[What the task requires]
Determine how many lines in the listing below contain the word "faucet", then state that number by itself.
*** Provided data ***
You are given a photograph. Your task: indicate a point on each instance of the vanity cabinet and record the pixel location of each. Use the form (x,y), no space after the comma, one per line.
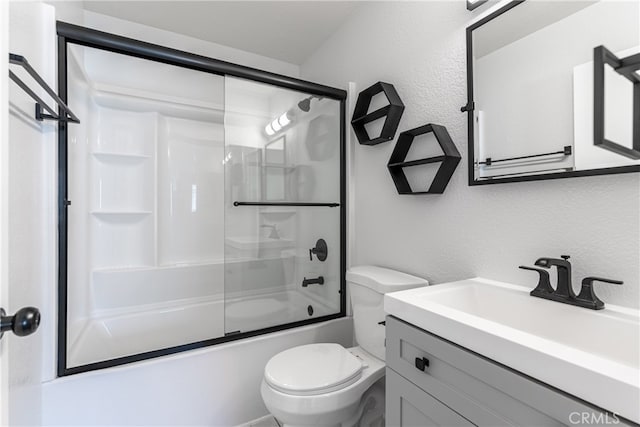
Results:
(459,388)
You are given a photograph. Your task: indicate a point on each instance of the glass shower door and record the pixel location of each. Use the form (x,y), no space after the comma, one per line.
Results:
(282,213)
(145,254)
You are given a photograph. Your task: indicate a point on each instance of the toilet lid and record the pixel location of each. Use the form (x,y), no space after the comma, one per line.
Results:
(312,369)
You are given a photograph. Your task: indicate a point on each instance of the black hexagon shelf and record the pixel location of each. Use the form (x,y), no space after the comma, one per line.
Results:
(448,161)
(392,111)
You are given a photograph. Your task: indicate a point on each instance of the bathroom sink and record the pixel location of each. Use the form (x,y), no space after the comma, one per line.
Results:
(593,355)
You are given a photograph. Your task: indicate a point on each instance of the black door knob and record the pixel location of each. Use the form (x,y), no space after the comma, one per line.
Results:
(23,323)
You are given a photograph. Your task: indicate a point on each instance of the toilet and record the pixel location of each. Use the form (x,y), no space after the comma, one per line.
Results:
(325,384)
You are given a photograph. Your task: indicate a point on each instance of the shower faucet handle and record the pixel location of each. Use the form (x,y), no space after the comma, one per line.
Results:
(320,250)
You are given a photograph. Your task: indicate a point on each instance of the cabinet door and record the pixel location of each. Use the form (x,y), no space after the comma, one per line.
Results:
(409,406)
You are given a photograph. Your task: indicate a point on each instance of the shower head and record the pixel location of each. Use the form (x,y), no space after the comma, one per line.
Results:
(305,104)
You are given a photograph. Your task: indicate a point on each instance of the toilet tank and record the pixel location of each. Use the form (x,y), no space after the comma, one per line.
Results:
(367,285)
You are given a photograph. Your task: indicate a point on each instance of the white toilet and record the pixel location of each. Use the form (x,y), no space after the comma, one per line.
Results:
(327,384)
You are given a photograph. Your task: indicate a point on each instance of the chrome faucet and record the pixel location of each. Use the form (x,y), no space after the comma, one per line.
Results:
(274,230)
(564,290)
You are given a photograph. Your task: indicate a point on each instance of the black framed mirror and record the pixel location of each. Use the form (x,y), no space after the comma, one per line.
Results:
(530,90)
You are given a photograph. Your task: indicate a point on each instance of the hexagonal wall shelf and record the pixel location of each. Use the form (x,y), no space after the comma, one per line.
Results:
(393,113)
(449,160)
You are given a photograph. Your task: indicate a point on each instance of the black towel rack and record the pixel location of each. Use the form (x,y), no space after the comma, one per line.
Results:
(40,104)
(489,161)
(329,205)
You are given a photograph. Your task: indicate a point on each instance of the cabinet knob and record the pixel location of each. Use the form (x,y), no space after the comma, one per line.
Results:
(23,323)
(422,363)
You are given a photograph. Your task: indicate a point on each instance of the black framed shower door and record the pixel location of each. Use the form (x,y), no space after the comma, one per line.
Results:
(72,35)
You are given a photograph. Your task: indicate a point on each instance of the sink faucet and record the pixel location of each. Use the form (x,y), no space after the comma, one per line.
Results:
(274,230)
(565,287)
(564,290)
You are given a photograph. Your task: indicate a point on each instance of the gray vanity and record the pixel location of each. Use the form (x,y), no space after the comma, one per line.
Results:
(455,359)
(462,388)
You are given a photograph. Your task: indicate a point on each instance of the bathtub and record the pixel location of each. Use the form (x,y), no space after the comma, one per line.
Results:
(146,309)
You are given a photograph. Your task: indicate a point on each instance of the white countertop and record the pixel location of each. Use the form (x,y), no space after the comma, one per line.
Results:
(591,354)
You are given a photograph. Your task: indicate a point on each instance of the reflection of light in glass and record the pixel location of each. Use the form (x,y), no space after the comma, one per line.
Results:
(269,130)
(227,158)
(194,198)
(284,120)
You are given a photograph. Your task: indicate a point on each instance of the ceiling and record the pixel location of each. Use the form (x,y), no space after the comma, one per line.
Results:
(287,30)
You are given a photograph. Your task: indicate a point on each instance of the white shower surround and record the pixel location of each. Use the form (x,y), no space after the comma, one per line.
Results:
(216,385)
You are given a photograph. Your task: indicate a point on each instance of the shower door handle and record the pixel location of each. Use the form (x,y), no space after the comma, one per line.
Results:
(23,323)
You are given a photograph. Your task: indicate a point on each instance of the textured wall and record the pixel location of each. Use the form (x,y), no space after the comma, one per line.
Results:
(468,231)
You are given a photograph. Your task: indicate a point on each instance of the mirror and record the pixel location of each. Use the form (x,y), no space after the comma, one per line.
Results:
(530,80)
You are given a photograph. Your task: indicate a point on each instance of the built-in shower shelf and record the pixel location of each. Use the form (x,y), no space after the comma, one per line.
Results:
(109,157)
(277,214)
(113,96)
(121,216)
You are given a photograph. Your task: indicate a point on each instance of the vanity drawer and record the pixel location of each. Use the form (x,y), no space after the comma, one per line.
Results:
(409,406)
(482,391)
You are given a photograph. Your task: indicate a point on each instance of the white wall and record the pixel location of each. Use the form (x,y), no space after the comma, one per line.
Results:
(468,231)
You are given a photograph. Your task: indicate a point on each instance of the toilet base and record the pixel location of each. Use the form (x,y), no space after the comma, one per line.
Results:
(368,413)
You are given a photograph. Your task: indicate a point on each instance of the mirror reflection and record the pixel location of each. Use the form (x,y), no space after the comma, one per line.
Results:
(533,88)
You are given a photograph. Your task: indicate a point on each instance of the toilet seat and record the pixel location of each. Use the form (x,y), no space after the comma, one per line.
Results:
(313,369)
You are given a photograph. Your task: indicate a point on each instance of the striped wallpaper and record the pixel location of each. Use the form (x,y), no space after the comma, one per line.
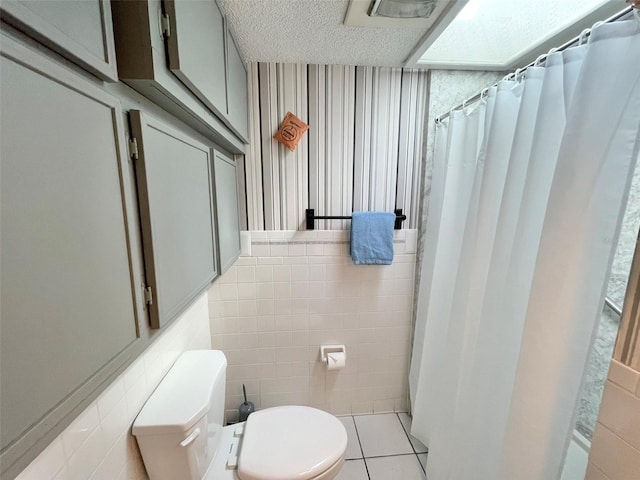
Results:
(363,150)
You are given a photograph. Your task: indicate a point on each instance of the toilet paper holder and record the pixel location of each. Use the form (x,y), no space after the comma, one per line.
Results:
(326,349)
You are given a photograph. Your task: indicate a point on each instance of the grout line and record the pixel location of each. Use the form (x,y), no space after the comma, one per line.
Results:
(355,426)
(423,467)
(394,455)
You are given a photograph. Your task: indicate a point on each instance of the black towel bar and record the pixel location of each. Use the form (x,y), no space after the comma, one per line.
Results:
(312,217)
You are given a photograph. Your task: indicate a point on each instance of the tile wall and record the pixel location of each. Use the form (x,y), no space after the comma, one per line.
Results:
(98,445)
(293,291)
(615,448)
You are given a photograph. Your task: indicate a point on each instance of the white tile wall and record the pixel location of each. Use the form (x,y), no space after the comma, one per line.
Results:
(98,445)
(615,449)
(271,312)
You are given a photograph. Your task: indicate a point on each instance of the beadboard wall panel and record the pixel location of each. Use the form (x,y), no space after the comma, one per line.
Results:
(363,150)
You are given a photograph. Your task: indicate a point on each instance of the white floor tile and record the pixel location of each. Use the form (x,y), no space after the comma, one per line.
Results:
(405,467)
(418,446)
(382,435)
(422,457)
(353,470)
(353,446)
(575,463)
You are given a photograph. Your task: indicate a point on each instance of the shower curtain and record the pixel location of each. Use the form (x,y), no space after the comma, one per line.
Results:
(528,191)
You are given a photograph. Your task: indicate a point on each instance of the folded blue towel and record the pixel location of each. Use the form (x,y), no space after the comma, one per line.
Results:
(372,238)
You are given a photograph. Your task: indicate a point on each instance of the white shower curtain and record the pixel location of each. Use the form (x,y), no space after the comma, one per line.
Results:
(528,189)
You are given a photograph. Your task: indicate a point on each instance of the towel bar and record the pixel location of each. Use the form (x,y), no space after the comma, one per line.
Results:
(311,217)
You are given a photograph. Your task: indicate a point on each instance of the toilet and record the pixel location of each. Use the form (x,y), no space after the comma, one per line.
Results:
(181,435)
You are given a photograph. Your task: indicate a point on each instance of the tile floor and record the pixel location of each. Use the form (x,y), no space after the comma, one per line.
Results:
(380,448)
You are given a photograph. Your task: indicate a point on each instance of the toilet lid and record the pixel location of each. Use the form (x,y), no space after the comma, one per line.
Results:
(293,443)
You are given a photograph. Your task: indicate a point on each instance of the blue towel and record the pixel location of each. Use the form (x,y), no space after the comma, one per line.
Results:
(372,238)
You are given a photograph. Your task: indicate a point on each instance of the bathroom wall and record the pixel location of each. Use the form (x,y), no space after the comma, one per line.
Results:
(615,448)
(294,291)
(98,445)
(363,149)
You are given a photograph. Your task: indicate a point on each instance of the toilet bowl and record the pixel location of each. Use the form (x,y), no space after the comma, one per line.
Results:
(180,434)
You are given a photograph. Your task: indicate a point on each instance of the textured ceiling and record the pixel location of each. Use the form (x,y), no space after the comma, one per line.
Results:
(312,31)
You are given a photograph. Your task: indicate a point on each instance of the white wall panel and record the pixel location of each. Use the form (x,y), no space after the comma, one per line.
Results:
(363,150)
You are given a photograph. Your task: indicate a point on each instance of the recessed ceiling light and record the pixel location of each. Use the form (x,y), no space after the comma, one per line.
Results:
(504,34)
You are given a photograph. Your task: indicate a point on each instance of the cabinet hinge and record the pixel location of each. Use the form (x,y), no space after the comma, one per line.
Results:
(148,296)
(166,25)
(133,148)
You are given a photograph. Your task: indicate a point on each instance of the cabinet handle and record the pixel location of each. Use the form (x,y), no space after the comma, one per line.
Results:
(189,440)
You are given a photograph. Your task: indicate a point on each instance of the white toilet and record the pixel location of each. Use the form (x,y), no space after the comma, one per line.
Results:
(181,436)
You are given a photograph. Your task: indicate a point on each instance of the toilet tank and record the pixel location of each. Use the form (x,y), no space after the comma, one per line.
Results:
(179,428)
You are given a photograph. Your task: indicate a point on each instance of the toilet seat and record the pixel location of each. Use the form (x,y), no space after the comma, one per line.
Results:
(292,443)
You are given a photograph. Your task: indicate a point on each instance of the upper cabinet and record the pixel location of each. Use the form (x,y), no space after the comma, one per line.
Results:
(175,197)
(79,31)
(70,297)
(195,50)
(179,54)
(227,218)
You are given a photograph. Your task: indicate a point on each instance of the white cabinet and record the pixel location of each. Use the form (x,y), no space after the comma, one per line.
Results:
(81,31)
(176,53)
(228,226)
(175,196)
(196,50)
(70,297)
(237,90)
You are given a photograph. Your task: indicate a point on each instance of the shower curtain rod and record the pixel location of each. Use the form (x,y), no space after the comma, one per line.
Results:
(542,58)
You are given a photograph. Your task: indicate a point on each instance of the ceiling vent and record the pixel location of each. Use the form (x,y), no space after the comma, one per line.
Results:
(402,8)
(425,15)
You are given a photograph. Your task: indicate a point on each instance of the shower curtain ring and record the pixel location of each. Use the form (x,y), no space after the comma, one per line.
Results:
(519,74)
(583,36)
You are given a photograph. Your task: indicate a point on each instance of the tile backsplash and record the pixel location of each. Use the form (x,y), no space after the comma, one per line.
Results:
(98,445)
(293,291)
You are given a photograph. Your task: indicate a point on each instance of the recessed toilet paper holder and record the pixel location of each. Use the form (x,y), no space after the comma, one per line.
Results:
(326,349)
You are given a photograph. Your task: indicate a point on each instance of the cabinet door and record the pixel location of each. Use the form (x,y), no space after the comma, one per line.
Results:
(196,52)
(238,94)
(68,302)
(227,209)
(81,31)
(176,212)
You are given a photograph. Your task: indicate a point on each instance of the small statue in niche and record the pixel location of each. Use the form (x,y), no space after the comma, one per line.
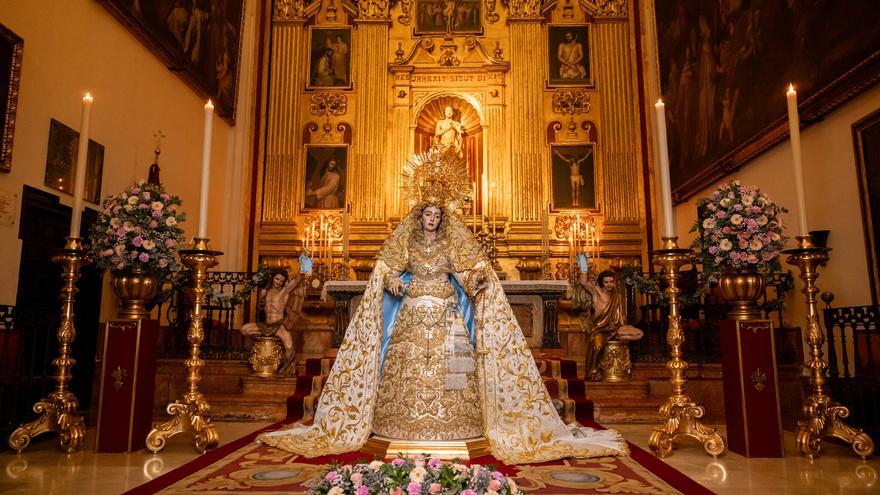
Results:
(282,301)
(607,320)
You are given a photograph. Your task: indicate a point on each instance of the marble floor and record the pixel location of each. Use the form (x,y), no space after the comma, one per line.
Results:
(42,469)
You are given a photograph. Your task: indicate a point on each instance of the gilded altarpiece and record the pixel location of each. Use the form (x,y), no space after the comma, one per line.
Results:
(497,81)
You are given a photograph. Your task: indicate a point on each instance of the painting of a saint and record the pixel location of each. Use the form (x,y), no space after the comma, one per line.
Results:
(330,58)
(569,55)
(725,67)
(573,177)
(325,177)
(448,16)
(198,39)
(61,162)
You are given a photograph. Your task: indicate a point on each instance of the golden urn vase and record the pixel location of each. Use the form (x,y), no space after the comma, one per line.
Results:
(742,288)
(135,289)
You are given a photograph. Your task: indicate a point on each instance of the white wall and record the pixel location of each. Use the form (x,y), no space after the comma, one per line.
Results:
(74,46)
(833,202)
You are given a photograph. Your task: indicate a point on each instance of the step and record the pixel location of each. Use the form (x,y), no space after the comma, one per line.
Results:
(632,389)
(275,386)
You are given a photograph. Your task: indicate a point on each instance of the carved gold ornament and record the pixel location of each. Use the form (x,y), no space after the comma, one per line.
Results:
(571,102)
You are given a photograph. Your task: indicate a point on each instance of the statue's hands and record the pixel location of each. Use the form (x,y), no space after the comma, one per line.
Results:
(395,286)
(583,263)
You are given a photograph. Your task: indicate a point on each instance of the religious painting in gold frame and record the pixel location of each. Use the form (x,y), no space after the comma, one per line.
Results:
(573,177)
(61,162)
(325,177)
(199,40)
(11,49)
(866,137)
(724,68)
(329,58)
(569,56)
(433,17)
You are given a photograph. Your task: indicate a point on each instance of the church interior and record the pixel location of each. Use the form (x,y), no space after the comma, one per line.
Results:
(596,246)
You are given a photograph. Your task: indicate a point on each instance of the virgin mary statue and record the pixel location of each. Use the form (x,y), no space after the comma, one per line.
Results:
(434,352)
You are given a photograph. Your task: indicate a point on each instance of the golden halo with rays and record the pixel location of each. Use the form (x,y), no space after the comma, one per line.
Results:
(437,177)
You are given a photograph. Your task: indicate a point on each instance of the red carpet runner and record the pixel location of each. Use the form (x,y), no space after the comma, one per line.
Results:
(242,466)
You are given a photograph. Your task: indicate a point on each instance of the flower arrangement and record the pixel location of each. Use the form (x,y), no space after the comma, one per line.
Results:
(138,229)
(739,229)
(413,476)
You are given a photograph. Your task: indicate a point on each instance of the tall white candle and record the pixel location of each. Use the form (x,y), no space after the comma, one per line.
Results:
(794,128)
(206,170)
(82,154)
(665,185)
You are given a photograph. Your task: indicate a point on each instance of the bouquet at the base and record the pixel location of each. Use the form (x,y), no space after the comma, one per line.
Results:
(413,476)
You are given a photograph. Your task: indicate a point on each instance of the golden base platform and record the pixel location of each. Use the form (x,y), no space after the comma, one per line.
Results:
(465,449)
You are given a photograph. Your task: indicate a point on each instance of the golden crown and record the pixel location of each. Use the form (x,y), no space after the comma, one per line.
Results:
(437,177)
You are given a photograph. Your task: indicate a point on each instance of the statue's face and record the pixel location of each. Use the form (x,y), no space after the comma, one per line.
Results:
(608,283)
(431,217)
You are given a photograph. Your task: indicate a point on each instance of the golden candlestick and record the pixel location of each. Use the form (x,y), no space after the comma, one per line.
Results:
(57,411)
(682,415)
(823,415)
(191,413)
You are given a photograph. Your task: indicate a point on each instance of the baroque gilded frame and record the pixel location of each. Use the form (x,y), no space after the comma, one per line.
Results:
(14,47)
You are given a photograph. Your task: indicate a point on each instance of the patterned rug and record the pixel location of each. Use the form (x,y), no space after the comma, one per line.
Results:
(243,466)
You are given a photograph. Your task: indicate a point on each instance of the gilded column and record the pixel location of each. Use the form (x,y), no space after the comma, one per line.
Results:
(526,83)
(370,66)
(620,169)
(281,181)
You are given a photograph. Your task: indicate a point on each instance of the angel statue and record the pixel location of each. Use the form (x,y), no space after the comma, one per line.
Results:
(283,301)
(433,352)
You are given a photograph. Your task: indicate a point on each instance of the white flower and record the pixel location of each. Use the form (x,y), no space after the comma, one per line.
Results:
(418,474)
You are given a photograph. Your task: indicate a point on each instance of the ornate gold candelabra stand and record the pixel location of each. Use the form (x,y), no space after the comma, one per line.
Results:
(682,415)
(823,415)
(57,411)
(191,413)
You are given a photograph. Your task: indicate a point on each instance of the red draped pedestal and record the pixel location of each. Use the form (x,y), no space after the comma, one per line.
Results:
(128,370)
(751,392)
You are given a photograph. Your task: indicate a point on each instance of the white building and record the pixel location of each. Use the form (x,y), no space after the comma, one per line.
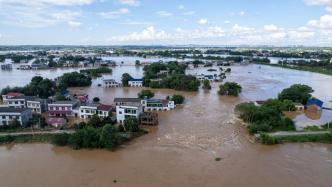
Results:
(135,82)
(107,83)
(158,104)
(87,111)
(22,115)
(128,107)
(14,100)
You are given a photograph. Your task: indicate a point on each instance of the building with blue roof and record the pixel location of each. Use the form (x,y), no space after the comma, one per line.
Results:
(135,82)
(314,104)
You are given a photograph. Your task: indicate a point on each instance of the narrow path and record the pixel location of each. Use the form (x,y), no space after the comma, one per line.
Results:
(37,132)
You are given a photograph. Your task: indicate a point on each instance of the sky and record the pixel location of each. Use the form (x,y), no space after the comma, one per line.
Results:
(166,22)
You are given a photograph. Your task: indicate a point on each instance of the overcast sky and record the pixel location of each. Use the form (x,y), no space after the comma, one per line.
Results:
(209,22)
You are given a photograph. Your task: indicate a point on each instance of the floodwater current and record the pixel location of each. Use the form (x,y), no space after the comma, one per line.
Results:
(181,151)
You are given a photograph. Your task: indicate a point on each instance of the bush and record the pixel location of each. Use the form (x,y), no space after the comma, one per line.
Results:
(145,94)
(60,139)
(230,88)
(178,99)
(131,124)
(268,140)
(206,85)
(109,138)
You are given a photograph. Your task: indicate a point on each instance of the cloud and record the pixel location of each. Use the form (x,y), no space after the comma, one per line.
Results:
(181,7)
(164,13)
(74,23)
(318,2)
(202,21)
(34,3)
(324,22)
(148,34)
(271,28)
(188,13)
(114,14)
(38,13)
(130,2)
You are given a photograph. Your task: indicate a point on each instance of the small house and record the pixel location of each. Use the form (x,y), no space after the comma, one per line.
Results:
(109,83)
(135,82)
(56,122)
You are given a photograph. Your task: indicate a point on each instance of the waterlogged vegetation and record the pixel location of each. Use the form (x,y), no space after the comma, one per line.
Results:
(230,88)
(170,75)
(97,133)
(96,72)
(266,118)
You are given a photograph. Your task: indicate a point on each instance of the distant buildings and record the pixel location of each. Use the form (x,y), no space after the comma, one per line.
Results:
(6,66)
(135,82)
(87,111)
(158,104)
(22,115)
(107,83)
(62,108)
(128,107)
(314,105)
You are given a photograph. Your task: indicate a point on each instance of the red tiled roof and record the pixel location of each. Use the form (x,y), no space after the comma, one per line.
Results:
(104,107)
(60,112)
(14,94)
(55,120)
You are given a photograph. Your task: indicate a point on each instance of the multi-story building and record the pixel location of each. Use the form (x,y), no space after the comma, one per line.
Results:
(17,100)
(7,114)
(36,104)
(158,104)
(135,82)
(87,111)
(62,108)
(107,83)
(128,107)
(14,100)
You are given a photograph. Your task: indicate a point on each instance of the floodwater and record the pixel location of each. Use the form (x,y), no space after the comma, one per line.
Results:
(181,151)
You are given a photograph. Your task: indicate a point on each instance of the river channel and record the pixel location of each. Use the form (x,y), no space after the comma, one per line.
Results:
(181,151)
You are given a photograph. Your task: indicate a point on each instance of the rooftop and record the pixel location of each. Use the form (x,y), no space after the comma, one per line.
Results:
(136,80)
(127,100)
(104,107)
(12,110)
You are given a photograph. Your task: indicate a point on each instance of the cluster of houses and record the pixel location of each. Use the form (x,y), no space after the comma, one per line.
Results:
(20,107)
(312,105)
(110,83)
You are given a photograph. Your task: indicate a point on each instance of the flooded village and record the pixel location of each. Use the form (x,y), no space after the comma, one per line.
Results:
(200,142)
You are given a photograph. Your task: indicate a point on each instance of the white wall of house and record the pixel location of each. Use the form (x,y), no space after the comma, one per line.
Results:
(15,103)
(135,83)
(122,112)
(35,106)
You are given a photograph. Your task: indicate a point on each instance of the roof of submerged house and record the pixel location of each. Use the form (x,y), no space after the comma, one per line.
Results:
(315,102)
(127,100)
(136,80)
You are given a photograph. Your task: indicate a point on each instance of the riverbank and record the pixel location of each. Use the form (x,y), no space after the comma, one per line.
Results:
(284,137)
(320,70)
(54,137)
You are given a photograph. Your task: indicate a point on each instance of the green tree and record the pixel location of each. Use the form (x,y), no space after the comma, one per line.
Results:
(145,94)
(230,88)
(59,97)
(298,93)
(95,121)
(131,124)
(206,85)
(109,137)
(96,99)
(178,99)
(125,78)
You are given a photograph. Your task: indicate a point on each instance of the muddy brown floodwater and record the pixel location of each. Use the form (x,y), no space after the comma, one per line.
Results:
(181,151)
***
[Reply to the task]
3